Transcribe verbatim every line from the line containing "find the snowy" to the end of the entries, including both endpoints. Output nothing beyond those lines.

(Collected data)
----

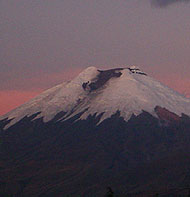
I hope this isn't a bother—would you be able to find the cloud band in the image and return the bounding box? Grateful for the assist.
[151,0,190,7]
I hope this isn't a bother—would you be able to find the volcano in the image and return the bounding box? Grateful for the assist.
[0,67,190,196]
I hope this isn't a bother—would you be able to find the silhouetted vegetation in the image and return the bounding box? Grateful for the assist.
[105,187,114,197]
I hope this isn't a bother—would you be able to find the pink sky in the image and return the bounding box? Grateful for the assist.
[0,90,41,116]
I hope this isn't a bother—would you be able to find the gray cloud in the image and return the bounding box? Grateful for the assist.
[151,0,190,7]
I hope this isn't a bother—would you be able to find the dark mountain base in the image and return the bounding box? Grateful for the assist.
[0,111,190,196]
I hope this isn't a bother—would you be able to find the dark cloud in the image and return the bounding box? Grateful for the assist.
[151,0,190,7]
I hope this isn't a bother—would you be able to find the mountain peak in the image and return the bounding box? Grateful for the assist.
[76,66,99,82]
[1,66,190,129]
[81,66,147,92]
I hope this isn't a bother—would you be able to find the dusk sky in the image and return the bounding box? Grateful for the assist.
[1,0,190,115]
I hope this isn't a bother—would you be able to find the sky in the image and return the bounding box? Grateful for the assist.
[1,0,190,115]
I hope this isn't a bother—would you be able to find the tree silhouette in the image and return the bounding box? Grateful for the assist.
[105,187,114,197]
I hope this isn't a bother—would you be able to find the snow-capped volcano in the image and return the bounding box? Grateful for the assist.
[1,67,190,196]
[1,66,190,129]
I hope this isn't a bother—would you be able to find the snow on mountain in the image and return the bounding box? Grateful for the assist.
[1,66,190,129]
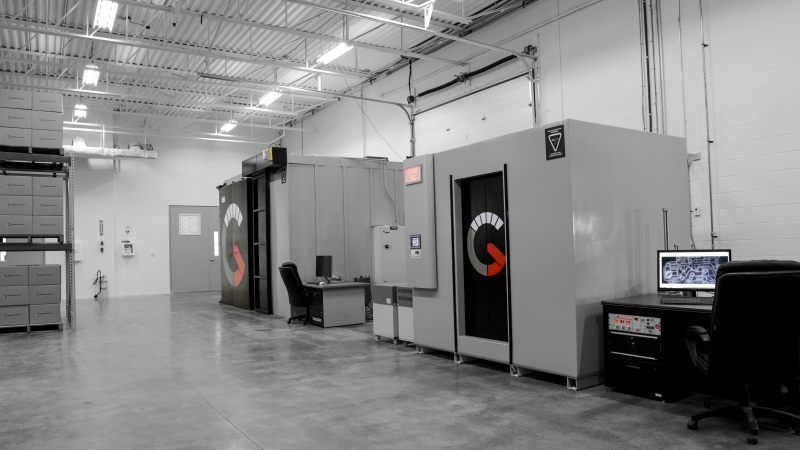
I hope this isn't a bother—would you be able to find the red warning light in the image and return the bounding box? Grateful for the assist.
[404,165,422,185]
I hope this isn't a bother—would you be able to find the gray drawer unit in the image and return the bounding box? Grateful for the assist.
[0,107,31,129]
[32,216,63,236]
[29,304,61,324]
[0,195,33,215]
[28,265,61,286]
[32,177,62,197]
[31,129,63,149]
[0,127,32,148]
[0,266,28,286]
[0,286,29,306]
[32,196,63,216]
[0,89,32,110]
[0,305,29,326]
[31,110,63,131]
[0,175,32,196]
[0,214,32,235]
[28,285,61,305]
[32,92,63,113]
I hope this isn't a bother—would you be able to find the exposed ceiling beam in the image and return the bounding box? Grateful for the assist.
[115,0,465,66]
[0,20,369,79]
[0,55,329,113]
[0,77,314,118]
[360,0,472,24]
[334,0,466,31]
[1,48,335,103]
[282,0,535,61]
[65,108,311,132]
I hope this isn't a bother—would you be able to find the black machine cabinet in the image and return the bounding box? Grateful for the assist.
[602,295,712,402]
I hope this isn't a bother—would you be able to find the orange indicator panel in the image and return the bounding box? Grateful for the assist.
[404,165,422,185]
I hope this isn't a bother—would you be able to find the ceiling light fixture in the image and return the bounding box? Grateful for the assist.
[219,120,237,133]
[316,43,353,65]
[74,104,88,120]
[94,0,119,31]
[83,64,100,87]
[258,91,282,107]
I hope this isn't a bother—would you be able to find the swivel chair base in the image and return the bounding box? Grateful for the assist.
[287,306,310,325]
[687,385,800,445]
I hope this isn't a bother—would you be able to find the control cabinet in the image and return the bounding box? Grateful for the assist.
[603,296,711,402]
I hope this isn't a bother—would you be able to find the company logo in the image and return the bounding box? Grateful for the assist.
[466,212,506,277]
[222,203,246,287]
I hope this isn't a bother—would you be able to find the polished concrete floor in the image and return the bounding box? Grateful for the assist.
[1,292,798,449]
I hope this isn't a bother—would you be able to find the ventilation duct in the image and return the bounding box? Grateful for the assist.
[63,145,158,160]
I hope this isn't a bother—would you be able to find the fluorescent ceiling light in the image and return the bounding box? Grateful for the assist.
[83,64,100,87]
[219,120,237,133]
[74,104,87,120]
[258,91,282,107]
[94,1,119,31]
[316,43,353,65]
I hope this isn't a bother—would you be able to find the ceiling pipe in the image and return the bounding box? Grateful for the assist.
[64,145,157,159]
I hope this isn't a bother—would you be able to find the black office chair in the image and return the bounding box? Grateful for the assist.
[278,262,315,325]
[685,260,800,444]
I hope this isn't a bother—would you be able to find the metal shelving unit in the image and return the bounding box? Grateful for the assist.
[0,151,76,330]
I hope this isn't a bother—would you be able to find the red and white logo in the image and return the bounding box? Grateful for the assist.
[222,203,245,287]
[466,212,506,277]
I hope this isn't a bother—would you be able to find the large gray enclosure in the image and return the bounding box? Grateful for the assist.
[270,156,404,319]
[405,120,691,388]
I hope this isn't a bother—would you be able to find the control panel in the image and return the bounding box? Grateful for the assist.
[608,313,661,336]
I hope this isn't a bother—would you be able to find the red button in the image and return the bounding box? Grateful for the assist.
[655,324,661,329]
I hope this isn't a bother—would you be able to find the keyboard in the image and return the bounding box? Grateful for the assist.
[660,296,714,305]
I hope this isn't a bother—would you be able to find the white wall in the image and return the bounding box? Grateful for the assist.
[283,0,800,262]
[56,123,264,300]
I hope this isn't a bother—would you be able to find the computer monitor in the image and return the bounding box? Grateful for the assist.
[657,249,732,292]
[316,255,332,280]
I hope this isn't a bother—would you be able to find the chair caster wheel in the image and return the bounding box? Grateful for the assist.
[375,335,380,342]
[747,435,758,445]
[287,319,291,324]
[687,420,698,430]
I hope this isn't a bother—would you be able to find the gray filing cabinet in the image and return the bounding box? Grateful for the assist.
[372,283,400,345]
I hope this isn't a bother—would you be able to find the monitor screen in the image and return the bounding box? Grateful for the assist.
[316,255,332,278]
[658,250,732,291]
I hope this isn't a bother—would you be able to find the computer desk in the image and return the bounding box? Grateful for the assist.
[602,294,713,402]
[303,282,368,328]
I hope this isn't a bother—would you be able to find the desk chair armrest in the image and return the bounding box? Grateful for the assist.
[686,326,711,375]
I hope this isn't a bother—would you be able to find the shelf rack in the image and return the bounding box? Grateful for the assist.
[0,151,76,330]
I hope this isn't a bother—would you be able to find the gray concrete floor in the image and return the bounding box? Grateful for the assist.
[0,292,798,449]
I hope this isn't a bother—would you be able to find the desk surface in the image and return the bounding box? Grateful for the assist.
[304,281,369,290]
[601,294,713,312]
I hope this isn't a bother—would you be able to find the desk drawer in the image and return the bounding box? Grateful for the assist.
[605,357,664,400]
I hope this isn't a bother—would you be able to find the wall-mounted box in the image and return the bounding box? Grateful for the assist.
[0,266,29,286]
[0,127,32,148]
[32,196,63,216]
[0,286,29,306]
[0,89,32,110]
[32,92,63,113]
[0,175,32,196]
[28,285,61,305]
[31,110,63,131]
[0,195,33,215]
[0,305,29,326]
[32,177,62,197]
[32,216,63,236]
[0,215,32,236]
[31,129,63,150]
[0,107,32,129]
[28,265,61,286]
[29,304,60,324]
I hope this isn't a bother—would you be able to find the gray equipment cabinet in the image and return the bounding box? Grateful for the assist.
[0,151,76,332]
[404,120,691,389]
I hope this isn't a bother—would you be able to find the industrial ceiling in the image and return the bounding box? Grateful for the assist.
[0,0,533,143]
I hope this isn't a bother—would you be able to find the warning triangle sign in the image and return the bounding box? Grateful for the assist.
[548,133,562,153]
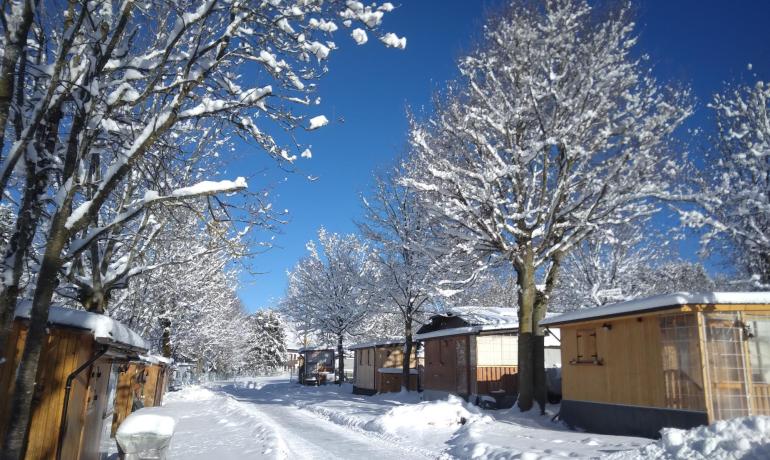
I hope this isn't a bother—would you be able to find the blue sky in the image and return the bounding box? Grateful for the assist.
[236,0,770,312]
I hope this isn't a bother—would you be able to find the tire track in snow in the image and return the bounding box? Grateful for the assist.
[218,388,446,460]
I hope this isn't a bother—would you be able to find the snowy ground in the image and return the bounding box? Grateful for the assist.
[105,375,770,459]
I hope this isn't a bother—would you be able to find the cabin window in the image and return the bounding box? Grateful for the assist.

----

SOLVED PROBLEM:
I hope this isn't a bother—would you be able to find the snowy ground in the image and return the bounding box? Grateful for the assist.
[105,375,770,459]
I hope this isn't a bother—would you be able to find the cabin window in the image and return the bounding box? Grateful for the assist.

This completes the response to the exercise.